Text passage —

Yousuf Zaman Yousuf Zaman - 1 year ago 84
Scala Question

Spark Scala Dynamic column selection from DataFrame

I have a DataFrame which have different type of columns. Among those column, i need to retrieve specific column from that DataFrame.
Hard coded DataFrame select statement will be like this:

val logRegrDF = myDF.select(myDF("LEBEL_COLUMN").as("label"),
col("FEATURE_COL1"), col("FEATURE_COL2"), col("FEATURE_COL3"), col("FEATURE_COL4"))


Where LEBEL_COLUMN and FEATURE_COLs will be dynamic.
I have Array or Seq for those FEATURE Columns like this:

val FEATURE_COL_ARR = Array("FEATURE_COL1","FEATURE_COL2","FEATURE_COL3","FEATURE_COL4")


I need to use this Array of column collection with that SELECT statement in the 2nd part.
In the select, 1st column will be one (LABEL_COLUMN) and rest will be dynamic list.

Can you please help me to make the select statement working in SCALA.

Supplied information —

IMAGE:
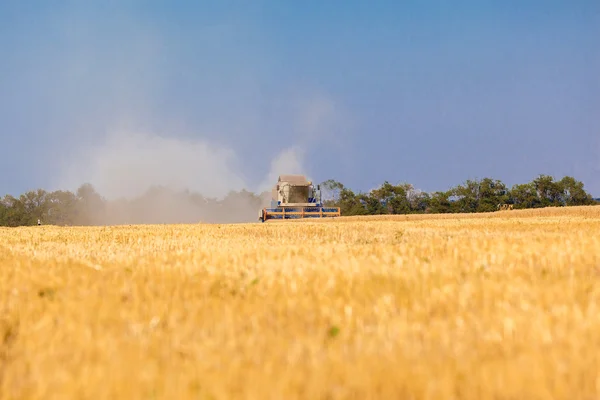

Task details —
Answer these questions using the Spark Scala thread above:
(a) What alias does the hard-coded select statement give to the label column?
(b) How many column names does FEATURE_COL_ARR contain?
(c) What is the name of the DataFrame that the select is called on?

Result for this task —
(a) "label"
(b) Four
(c) myDF